Directive
Every entry must be repeated exactly. Exclude all pictures.

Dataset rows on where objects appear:
::::::::::

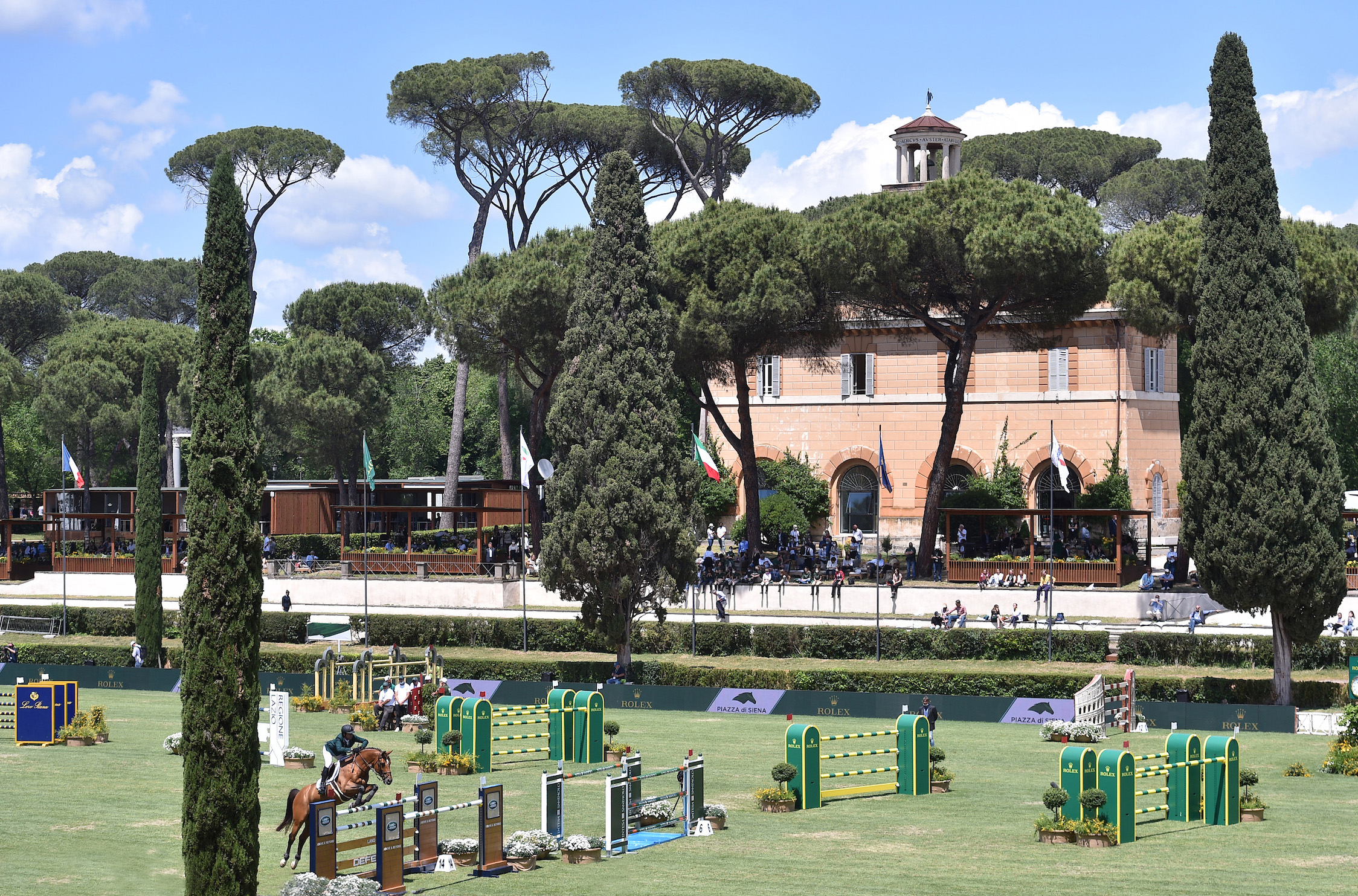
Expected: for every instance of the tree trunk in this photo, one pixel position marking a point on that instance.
(1282, 662)
(748, 463)
(447, 520)
(506, 443)
(955, 390)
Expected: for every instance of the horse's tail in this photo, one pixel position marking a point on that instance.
(287, 817)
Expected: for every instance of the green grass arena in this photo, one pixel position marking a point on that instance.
(106, 819)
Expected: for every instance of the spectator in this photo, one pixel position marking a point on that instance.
(386, 705)
(931, 715)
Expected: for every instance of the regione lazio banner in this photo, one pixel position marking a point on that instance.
(736, 700)
(1034, 711)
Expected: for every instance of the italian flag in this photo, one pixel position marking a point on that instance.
(700, 453)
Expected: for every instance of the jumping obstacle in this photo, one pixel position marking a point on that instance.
(910, 769)
(625, 807)
(555, 790)
(573, 720)
(1202, 782)
(1109, 704)
(390, 854)
(34, 712)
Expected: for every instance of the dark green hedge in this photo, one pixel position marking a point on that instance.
(1231, 651)
(116, 622)
(715, 639)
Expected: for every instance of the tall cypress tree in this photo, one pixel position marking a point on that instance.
(149, 523)
(220, 607)
(1263, 489)
(623, 496)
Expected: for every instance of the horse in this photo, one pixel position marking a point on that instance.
(351, 784)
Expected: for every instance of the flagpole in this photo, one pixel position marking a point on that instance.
(1052, 550)
(365, 626)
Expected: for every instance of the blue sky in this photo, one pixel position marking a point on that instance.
(100, 92)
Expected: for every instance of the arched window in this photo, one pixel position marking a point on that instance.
(1047, 489)
(956, 477)
(858, 500)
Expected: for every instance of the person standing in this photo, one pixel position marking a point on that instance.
(931, 715)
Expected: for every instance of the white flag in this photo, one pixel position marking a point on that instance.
(524, 460)
(1058, 462)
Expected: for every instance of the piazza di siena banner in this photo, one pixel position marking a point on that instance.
(820, 705)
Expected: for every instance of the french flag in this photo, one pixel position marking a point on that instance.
(68, 465)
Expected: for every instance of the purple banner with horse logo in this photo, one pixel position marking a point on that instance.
(735, 700)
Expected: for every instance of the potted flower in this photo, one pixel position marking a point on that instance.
(463, 850)
(779, 799)
(940, 779)
(579, 849)
(298, 758)
(100, 723)
(611, 754)
(1251, 807)
(1055, 828)
(1095, 831)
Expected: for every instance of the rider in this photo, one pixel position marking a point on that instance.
(344, 744)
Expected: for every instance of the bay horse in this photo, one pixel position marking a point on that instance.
(351, 784)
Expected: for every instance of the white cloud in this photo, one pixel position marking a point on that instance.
(1182, 129)
(78, 18)
(152, 120)
(999, 117)
(71, 211)
(356, 205)
(1305, 125)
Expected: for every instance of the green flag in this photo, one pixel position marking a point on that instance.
(368, 470)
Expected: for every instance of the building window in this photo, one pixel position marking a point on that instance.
(1050, 493)
(956, 479)
(769, 369)
(856, 375)
(1058, 370)
(1154, 370)
(858, 500)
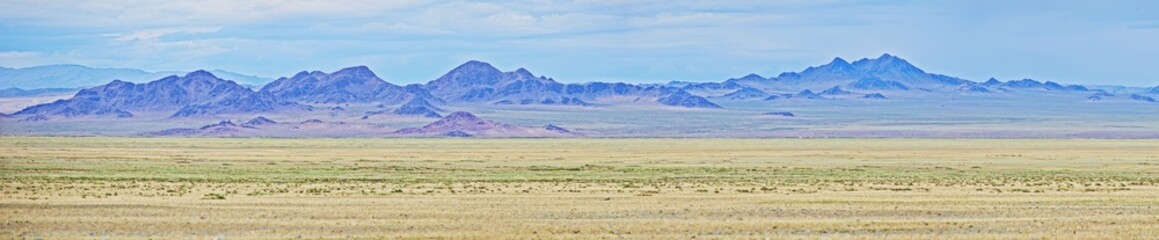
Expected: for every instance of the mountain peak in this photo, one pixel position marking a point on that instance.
(460, 116)
(838, 62)
(356, 71)
(201, 73)
(475, 65)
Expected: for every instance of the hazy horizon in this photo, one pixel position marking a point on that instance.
(413, 42)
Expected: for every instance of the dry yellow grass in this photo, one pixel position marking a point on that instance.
(92, 188)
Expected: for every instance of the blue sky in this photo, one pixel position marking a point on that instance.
(415, 41)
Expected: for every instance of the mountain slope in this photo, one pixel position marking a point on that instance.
(355, 84)
(197, 93)
(77, 77)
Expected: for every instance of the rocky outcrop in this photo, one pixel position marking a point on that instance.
(835, 91)
(197, 93)
(874, 96)
(745, 94)
(355, 84)
(680, 97)
(466, 124)
(779, 114)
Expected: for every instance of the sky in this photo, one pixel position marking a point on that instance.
(578, 41)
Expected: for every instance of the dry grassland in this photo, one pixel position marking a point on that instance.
(147, 188)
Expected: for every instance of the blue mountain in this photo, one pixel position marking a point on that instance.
(746, 93)
(195, 94)
(78, 77)
(886, 72)
(355, 84)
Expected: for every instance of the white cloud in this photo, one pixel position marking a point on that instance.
(21, 58)
(152, 35)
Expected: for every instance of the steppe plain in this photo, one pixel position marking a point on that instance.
(686, 188)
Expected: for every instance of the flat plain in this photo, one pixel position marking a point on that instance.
(235, 188)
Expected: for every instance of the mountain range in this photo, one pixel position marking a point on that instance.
(78, 77)
(476, 85)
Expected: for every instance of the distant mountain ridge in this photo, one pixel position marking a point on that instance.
(195, 94)
(67, 75)
(202, 93)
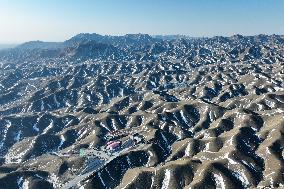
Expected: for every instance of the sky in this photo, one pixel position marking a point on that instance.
(58, 20)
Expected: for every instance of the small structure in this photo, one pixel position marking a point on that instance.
(113, 145)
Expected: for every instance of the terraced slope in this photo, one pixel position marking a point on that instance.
(211, 113)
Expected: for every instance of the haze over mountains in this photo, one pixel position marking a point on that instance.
(210, 112)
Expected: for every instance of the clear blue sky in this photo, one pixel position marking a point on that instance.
(57, 20)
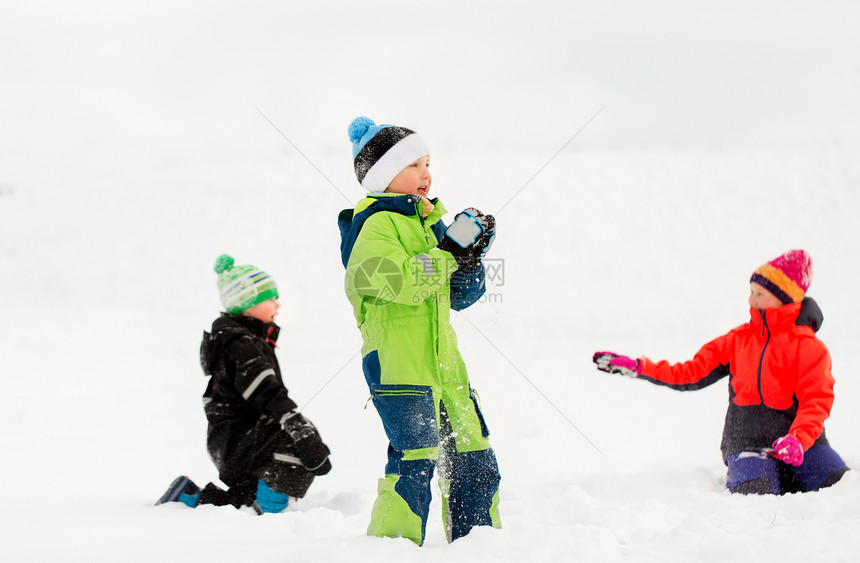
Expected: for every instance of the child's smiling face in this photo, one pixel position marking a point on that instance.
(413, 180)
(265, 311)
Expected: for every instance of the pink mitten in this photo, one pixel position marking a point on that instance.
(614, 363)
(788, 450)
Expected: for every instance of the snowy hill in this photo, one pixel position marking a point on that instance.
(140, 142)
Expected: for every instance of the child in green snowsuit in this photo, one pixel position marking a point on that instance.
(405, 271)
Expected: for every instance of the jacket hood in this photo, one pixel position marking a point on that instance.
(810, 314)
(805, 314)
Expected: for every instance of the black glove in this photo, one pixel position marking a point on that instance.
(469, 237)
(309, 446)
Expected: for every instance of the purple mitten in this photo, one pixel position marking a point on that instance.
(788, 450)
(611, 362)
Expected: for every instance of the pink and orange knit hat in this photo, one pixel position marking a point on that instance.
(787, 276)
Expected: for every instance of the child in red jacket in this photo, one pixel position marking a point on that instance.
(780, 385)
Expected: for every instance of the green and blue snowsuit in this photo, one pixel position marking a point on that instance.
(402, 289)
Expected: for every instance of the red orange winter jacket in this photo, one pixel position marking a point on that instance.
(779, 379)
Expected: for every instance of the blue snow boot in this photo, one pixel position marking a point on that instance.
(270, 501)
(181, 490)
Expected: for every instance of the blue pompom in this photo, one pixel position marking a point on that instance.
(359, 127)
(223, 263)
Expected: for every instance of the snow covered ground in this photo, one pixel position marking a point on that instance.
(141, 141)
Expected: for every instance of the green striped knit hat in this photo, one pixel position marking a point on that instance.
(242, 287)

::::::::::

Result of the exercise
Expected: for every instance of the tree trunk in this photo, one pixel position marking a point on that instance.
(1282, 662)
(748, 463)
(447, 520)
(506, 443)
(955, 390)
Expected: for every instance of the horse's tail in this photo, one pixel position marking a point on that instance.
(287, 817)
Expected: for every instance of the green grass arena in this photo, one pixel position marking a point on that instance.
(106, 819)
Expected: for every instance of the spectator in this photo, one pixel position marking a point on that instance.
(386, 705)
(931, 715)
Expected: for every instance of the regione lazio banner in this photo, one pixel position marking a point on that instance.
(736, 700)
(1034, 711)
Expected: for every instance of the italian flag in this photo, one pixel position marking a point on that instance.
(700, 453)
Expected: for every instance of the jumping obstacle in this photo, one pixel position marking a point on that instance.
(910, 769)
(625, 807)
(555, 790)
(573, 720)
(1202, 782)
(1109, 704)
(390, 854)
(34, 712)
Expected: for every instance of the dark green hedge in this photo, one pixel position marking a point on that instance.
(1231, 651)
(116, 622)
(715, 639)
Expected: for every instance of the tall cypress tree in this photo, one pixel position marking a point on that instance.
(149, 523)
(220, 607)
(1263, 489)
(623, 496)
Expected: for every instance of the horse in this photo, one pixel position marking a point on that instance.
(351, 784)
Expected: for every instance of the flagpole in this photo, one pixel position marking a point on that instance.
(1052, 550)
(365, 626)
Expected: for every instance of the blue sky in this photo, one pixel position marking a point on that instance.
(100, 92)
Expected: for every instance of the arched window in this photo, one pixel position marking a point on that instance.
(1047, 489)
(956, 477)
(858, 500)
Expected: for every instance of the person standing in this photo, one pixel position marking a point on that instance.
(931, 715)
Expected: for every instance of the white flag in this photo, one pixel position marking a point on that instance.
(524, 460)
(1058, 462)
Expected: for every instance of the piazza di siena banner in this photo, one pixel position marking a point on that instance.
(820, 705)
Expected: for every instance of the french flag in this photo, one pixel position marking a point on that instance.
(68, 465)
Expected: for every instance of the purple banner with horse logo in this photo, one pixel position marking a point on that instance.
(735, 700)
Expected: for every instance of the potted flower in this photo, one pixel position marking a point on that instance.
(463, 850)
(779, 799)
(940, 779)
(579, 849)
(298, 758)
(100, 723)
(611, 754)
(1251, 807)
(1055, 828)
(1095, 831)
Expected: for every instance of the rider in this photo, one pixel position marking a point on that instance.
(344, 744)
Expected: for every instance of the bay horse in this photo, one pixel position marking a point on that instance.
(351, 784)
Expected: for every instance of the white cloud in this photo, one pixel position marking a point on that instance.
(1182, 129)
(78, 18)
(152, 120)
(999, 117)
(71, 211)
(356, 205)
(1305, 125)
Expected: for every instance of the green flag in this photo, one pixel position marking a point on that instance.
(368, 470)
Expected: for every instance of the building window in this photo, one pixel position marking a point on that instance.
(1050, 493)
(956, 479)
(769, 369)
(856, 375)
(1058, 370)
(1154, 370)
(858, 500)
Expected: for every instance of the mountain peak in this photo, one pixel position marking a point on that instance.
(460, 116)
(838, 62)
(356, 71)
(201, 73)
(475, 65)
Expected: for every instance of the hazy horizon in this photo, one pixel position marking a point on that instance.
(413, 42)
Expected: for every instance of the dry yellow grass in this photo, one pixel position marking a point on that instance.
(92, 188)
Expected: for every instance of the blue sky in this photo, one pixel position marking a point on that instance.
(415, 41)
Expected: for every instance of the mountain slope in this photo, one pixel position marking a point on that instance.
(355, 84)
(197, 93)
(77, 77)
Expected: for every instance of the rocky outcrop in this photo, one pixel position marking a point on that instance.
(835, 91)
(197, 93)
(874, 96)
(745, 94)
(355, 84)
(680, 97)
(466, 124)
(779, 114)
Expected: for every instance of the sky in this photo, one pixel position marking a point on that instance.
(578, 41)
Expected: for every instance of the dry grassland in this photo, one pixel position marking a point on that instance.
(147, 188)
Expected: for every instance of the blue mountain in this photo, one pixel position marking a point on that instance.
(746, 93)
(195, 94)
(78, 77)
(886, 72)
(355, 84)
Expected: for every instance of the white cloud in this photo, one pixel position marking a point on that instance.
(21, 58)
(152, 35)
Expected: for every instance of the steppe plain in this photo, one pixel position marking a point on that instance.
(686, 188)
Expected: for every instance of the flat plain in this photo, one pixel position marking a point on that instance.
(235, 188)
Expected: for every instance of the mountain range in this photo, one pixel position marking a point on that instance.
(78, 77)
(476, 85)
Expected: for every instance of the distant mountain ridge in this photo, one pixel position marking a point on that instance.
(195, 94)
(67, 75)
(202, 93)
Expected: for every instance of the sky in this photo, one pixel position marking a point on that instance.
(58, 20)
Expected: for every instance of the small structure in this photo, one pixel position marking a point on that instance.
(113, 145)
Expected: for every instance of the terraced slope in this photo, one pixel position marking a point on that instance.
(211, 113)
Expected: for every instance of the haze over mountains in this photo, one pixel position marking a point on that instance.
(210, 112)
Expected: for every instance of the clear blue sky in this photo, one pixel position marking a point on that instance.
(57, 20)
Expected: for every instance of the child's smiling face in this photo, one pixel position marking a point on that instance.
(413, 180)
(265, 311)
Expected: for every instance of the pink mitten in this photo, one pixel position marking a point on that instance.
(614, 363)
(788, 450)
Expected: for every instance of the snowy hill in this photo, one pixel position marking a point on that instance.
(140, 142)
Expected: for every instance of the child in green snowsuit in this photo, one pixel position marking a point on that instance.
(405, 271)
Expected: for every instance of the jacket hood in this photo, one pixel position marking a point on that instance.
(810, 314)
(805, 314)
Expected: for every instance of the black glove in this photo, one pixel position marking a point on that instance.
(469, 237)
(309, 446)
Expected: for every instance of the purple mitten in this photo, one pixel position marking a point on that instance.
(788, 450)
(611, 362)
Expected: for every instance of the pink and orange knit hat in this photo, one pixel position marking a point on that instance.
(787, 276)
Expected: for every instance of the child in red jacket in this photo, one pixel position marking a point on that instance.
(780, 385)
Expected: for every instance of the green and blue snowsuit in this photo, one pixel position marking a point on that instance.
(402, 289)
Expected: for every instance of the red orange winter jacket in this photo, one pixel position marking a point on that instance.
(779, 379)
Expected: for every instance of the blue snow boot in this photo, one pixel position marking a point on that instance.
(270, 501)
(181, 490)
Expected: for every instance of the blue pompom in this photo, one pixel position marking a point on that instance.
(359, 127)
(223, 263)
Expected: for every instance of the snow covered ground in this photo, one pixel position marking a point on that instance.
(141, 141)
Expected: for every instance of the green striped knit hat in this photo, one pixel position marking a point on that instance.
(242, 287)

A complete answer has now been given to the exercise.